### To be done
Set down the full listing exactly, character for character.
** Start Records for this exercise **
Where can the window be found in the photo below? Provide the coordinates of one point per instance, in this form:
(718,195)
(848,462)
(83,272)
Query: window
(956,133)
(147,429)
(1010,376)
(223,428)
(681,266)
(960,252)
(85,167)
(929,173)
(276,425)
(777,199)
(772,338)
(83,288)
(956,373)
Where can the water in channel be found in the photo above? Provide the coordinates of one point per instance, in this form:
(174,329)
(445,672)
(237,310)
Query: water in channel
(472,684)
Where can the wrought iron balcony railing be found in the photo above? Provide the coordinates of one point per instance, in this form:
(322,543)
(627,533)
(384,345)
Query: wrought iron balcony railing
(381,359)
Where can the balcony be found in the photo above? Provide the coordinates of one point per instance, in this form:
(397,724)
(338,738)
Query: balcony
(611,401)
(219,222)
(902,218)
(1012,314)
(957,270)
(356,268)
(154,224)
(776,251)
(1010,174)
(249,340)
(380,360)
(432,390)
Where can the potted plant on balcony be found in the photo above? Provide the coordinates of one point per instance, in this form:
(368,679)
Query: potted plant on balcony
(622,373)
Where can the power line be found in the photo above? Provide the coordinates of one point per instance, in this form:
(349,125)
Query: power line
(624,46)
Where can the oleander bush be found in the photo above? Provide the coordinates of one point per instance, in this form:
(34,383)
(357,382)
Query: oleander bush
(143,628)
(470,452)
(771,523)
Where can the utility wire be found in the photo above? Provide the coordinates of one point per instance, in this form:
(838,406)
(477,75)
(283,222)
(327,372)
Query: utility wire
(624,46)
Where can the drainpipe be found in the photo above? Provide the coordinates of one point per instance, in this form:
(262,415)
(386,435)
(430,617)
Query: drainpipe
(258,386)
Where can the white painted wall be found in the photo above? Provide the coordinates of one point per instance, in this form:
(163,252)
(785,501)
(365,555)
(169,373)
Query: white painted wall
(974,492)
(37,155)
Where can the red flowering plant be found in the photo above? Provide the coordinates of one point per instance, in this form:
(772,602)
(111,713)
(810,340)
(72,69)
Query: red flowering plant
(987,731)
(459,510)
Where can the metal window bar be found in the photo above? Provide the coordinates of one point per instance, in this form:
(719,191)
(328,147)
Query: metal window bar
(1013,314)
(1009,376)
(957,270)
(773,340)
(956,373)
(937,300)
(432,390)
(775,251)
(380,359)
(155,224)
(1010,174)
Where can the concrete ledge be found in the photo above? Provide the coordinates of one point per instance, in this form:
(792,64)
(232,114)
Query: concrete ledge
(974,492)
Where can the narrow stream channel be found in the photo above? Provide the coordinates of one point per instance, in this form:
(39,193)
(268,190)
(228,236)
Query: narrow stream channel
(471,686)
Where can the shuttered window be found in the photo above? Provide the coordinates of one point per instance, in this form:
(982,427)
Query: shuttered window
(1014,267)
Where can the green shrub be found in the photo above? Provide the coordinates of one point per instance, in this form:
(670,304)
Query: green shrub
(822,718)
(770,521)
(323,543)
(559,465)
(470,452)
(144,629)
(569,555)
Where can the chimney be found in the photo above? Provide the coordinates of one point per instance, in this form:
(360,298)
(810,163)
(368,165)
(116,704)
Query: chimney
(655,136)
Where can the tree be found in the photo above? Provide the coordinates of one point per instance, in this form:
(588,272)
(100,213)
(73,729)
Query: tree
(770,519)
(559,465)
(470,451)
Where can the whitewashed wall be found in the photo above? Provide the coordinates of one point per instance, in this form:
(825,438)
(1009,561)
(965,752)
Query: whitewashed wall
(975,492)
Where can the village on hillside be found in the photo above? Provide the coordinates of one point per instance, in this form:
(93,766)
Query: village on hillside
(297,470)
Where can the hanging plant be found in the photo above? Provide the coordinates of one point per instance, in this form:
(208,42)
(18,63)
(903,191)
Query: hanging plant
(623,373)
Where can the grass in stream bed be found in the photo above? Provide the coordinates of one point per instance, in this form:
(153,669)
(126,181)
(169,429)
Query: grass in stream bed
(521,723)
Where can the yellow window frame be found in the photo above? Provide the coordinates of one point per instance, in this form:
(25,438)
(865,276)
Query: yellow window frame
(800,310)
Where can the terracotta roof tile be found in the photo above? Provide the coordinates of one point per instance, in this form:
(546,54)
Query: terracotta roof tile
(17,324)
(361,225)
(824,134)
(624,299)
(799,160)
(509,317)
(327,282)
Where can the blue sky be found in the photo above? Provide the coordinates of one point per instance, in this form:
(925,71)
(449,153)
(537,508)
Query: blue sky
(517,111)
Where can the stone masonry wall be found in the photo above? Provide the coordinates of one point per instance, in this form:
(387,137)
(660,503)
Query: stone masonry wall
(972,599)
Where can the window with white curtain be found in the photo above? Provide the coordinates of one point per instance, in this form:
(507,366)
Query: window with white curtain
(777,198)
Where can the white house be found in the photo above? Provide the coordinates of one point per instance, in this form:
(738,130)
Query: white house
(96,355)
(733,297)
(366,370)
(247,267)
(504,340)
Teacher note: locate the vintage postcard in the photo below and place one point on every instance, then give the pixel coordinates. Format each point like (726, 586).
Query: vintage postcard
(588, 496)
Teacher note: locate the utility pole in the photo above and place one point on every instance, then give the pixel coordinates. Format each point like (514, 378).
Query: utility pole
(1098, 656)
** End Records for this exercise **
### The answer
Where can the window be found in the photo below? Provide the coordinates of one point per instance, in this form:
(718,195)
(848,462)
(83,272)
Query: window
(956,133)
(147,429)
(1010,376)
(223,428)
(681,266)
(960,252)
(85,167)
(929,173)
(276,425)
(777,199)
(772,338)
(83,288)
(956,373)
Where can the water in channel be found in the photo above? Provide the coordinates of one point per instance, in this form:
(174,329)
(445,672)
(237,310)
Query: water in channel
(472,684)
Where can the wrought iron balcony railing be found in the photo above? Provide the coordinates of one point per instance, in this form:
(322,543)
(627,533)
(384,345)
Query: wrought iron balcony railing
(381,359)
Where can the balcony be found in the photo above? Provide the coordinates of one point per instance, in this form:
(397,724)
(338,738)
Query: balcony
(611,401)
(219,222)
(902,218)
(1012,314)
(957,270)
(356,268)
(154,224)
(776,251)
(1010,174)
(249,340)
(380,360)
(432,390)
Where can the potted plant on balcony be found in the photo above? Provide the coordinates of one point per instance, in this form:
(368,679)
Query: potted plant on balcony
(622,373)
Where can the power line be found in the photo above? Provide the coordinates of one point per instance, in this form:
(349,125)
Query: power line
(624,46)
Where can the oleander bush be found in the photo above? Provide the coordinates of one point per instance, in this form:
(34,383)
(357,382)
Query: oleander bush
(143,628)
(470,452)
(771,523)
Where can the utility wire be found in the photo above? Provide the coordinates of one point per instance, in this form:
(838,406)
(477,75)
(283,222)
(327,372)
Query: utility wire
(624,46)
Where can the drainpipe be found in the photo above? Provide the coordinates of one point per instance, in this form:
(262,415)
(386,435)
(430,617)
Query: drainpipe
(258,386)
Where can the white painted wall be found in the photo above? Provide the coordinates of one point per instance, in this form:
(163,252)
(785,501)
(365,555)
(169,373)
Query: white painted wall
(974,492)
(37,155)
Where can the red flowering plant be found in the photo above? Provide the coordinates of one point per instance, in this form:
(772,602)
(111,713)
(810,340)
(72,69)
Query: red flowering plant
(987,731)
(459,510)
Where can the metal window bar be found in the photo above? Provide the coordinates of one point per instance, in this form:
(719,191)
(328,147)
Query: metal window bar
(1013,314)
(1009,376)
(957,270)
(773,340)
(956,373)
(937,300)
(432,390)
(775,251)
(380,359)
(155,224)
(1010,174)
Where can the concrete ledge be found in the photo above? Provide the coordinates of one point per instance, in this form:
(792,64)
(232,114)
Query: concrete ledge
(974,492)
Where can the narrow stream channel be found in the photo above? Provide the coordinates of one point per instance, in this form:
(39,193)
(268,190)
(228,236)
Query: narrow stream channel
(471,686)
Where can the shuttered window be found in the photo above? Provide the coordinates of one point per instance, in this form:
(982,427)
Query: shuttered window
(1014,267)
Where can the green shrub be found in the photo above? Provide the coordinates of one point per instance, in this form:
(670,304)
Query: green shrub
(822,718)
(770,521)
(323,543)
(559,465)
(470,452)
(144,629)
(569,555)
Where can the chimney be found in the photo above? Provide the coordinates of one point per instance, in this form:
(360,298)
(810,163)
(368,165)
(116,704)
Query: chimney
(655,136)
Where can the tree be found in the photo above? Provide the coordinates of one point per instance, in this form:
(588,272)
(100,213)
(73,729)
Query: tree
(770,519)
(559,465)
(470,451)
Where can the whitewashed wall be found in the photo above? Provide the coordinates of one point per instance, in this form:
(825,438)
(1009,561)
(965,752)
Query: whitewashed wall
(975,492)
Where can the village on hillside be found in the photo above? Provide the coordinates of one point per instance, in this form:
(93,766)
Query: village on hillside
(297,470)
Where can the hanging plant be found in the photo above? Provide the coordinates of one point per instance, in this form:
(208,42)
(18,63)
(903,191)
Query: hanging plant
(623,373)
Where can the grass in stream bed be found in the photo above? Provide the coordinates of one point per instance, in this form:
(153,669)
(126,181)
(169,429)
Query: grass in stream bed
(521,723)
Where can the yellow window frame be found in the photo above? Provide the coordinates of one point per instance, in this form:
(25,438)
(865,276)
Query: yellow window frame
(800,310)
Where can the terracotta roof tile be found in the photo above? Provide the coordinates of one point per instance, in this form:
(546,54)
Query: terracotta roof tile
(17,324)
(361,225)
(824,134)
(624,299)
(799,160)
(509,317)
(327,282)
Where can the blue sky be found in the photo above? Provide the coordinates of one point per instance, in this form:
(925,71)
(449,153)
(537,508)
Query: blue sky
(517,111)
Where can the stone masonry wall be found in the photo above? Provide the coordinates of one point per instance, in this form:
(387,137)
(660,503)
Query: stone masonry wall
(972,599)
Where can the window with white curtain be found in the photo above? Provide the coordinates of one point per instance, in this form:
(507,366)
Query: window with white curtain
(777,198)
Where can the white house be found in the photo above? Provide the coordinates of one point per instance, in this form:
(738,130)
Query: white house
(96,355)
(733,297)
(366,370)
(247,267)
(504,340)
Teacher note: locate the vintage postcard in the photo below and place one point on every instance, then give the pixel coordinates. Format each point like (726, 586).
Query: vintage postcard
(588, 496)
Teacher note: locate the utility pole in the photo above and place one point on every instance, then give the pixel coordinates. Format each point like (514, 378).
Query: utility pole
(1098, 656)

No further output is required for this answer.